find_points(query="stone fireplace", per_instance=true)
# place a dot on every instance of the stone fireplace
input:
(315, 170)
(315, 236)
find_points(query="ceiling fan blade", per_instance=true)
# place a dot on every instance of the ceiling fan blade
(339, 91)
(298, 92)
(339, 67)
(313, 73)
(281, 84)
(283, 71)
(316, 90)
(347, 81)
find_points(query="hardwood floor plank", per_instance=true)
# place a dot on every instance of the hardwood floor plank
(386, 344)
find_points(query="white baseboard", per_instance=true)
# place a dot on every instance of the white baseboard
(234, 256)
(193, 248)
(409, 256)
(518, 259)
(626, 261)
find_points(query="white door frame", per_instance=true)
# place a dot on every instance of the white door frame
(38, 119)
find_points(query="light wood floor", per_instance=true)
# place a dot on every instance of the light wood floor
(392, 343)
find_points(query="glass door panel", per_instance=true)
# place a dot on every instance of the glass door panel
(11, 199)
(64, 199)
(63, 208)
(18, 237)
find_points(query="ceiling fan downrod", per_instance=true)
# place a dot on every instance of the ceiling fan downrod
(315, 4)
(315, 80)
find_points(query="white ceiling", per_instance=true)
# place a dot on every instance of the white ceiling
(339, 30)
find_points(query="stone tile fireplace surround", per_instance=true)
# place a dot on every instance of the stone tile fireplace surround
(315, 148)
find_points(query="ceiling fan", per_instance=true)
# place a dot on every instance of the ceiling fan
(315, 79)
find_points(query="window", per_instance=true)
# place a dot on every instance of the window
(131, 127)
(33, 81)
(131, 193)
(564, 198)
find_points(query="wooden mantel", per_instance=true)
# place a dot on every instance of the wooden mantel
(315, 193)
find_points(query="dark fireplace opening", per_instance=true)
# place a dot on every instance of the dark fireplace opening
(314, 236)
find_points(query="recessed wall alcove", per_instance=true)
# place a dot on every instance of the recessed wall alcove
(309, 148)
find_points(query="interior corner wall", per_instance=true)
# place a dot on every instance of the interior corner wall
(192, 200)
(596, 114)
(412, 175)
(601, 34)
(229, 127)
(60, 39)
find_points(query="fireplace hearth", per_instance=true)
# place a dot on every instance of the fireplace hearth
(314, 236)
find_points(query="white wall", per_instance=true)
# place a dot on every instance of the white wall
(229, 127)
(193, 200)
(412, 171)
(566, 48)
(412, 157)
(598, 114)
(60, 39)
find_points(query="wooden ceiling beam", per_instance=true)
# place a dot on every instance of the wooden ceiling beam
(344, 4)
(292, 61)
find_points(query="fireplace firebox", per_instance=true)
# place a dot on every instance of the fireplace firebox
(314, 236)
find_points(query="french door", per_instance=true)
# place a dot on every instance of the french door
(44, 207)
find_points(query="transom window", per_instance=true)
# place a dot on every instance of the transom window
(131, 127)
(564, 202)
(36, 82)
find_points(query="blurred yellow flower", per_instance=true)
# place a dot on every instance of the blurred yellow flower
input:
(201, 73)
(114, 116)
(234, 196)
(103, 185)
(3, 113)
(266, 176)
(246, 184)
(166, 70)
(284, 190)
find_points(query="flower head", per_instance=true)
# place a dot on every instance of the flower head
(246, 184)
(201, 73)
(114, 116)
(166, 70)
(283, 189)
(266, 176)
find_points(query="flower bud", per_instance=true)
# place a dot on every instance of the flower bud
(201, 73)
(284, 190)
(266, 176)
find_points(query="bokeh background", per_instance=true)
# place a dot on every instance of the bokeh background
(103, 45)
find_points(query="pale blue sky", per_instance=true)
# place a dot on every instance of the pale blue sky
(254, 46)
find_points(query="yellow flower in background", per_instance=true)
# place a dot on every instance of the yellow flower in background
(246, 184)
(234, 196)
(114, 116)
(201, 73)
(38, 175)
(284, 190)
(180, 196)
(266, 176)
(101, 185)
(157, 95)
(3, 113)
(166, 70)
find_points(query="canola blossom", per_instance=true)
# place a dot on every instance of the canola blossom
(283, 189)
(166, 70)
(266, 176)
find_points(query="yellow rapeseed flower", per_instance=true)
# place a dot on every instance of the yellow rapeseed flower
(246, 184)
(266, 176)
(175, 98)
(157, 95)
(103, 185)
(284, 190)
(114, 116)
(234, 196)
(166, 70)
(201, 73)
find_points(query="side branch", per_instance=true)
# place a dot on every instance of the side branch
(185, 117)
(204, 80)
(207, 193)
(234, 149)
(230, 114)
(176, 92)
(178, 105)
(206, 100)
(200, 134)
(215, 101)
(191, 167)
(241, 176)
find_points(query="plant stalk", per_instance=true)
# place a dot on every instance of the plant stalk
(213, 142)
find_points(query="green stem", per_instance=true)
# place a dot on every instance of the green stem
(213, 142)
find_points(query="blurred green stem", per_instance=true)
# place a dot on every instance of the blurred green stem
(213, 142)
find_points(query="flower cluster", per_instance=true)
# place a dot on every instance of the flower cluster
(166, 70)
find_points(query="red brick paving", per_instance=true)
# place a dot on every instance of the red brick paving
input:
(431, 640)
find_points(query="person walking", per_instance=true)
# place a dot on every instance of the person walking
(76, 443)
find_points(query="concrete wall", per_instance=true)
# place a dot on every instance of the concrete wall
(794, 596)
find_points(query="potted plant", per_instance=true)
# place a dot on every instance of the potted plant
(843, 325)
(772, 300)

· · · ·

**Aim of the task:**
What number of lines in the records hold "brick"? Reply with that number alone.

**Exercise result:**
2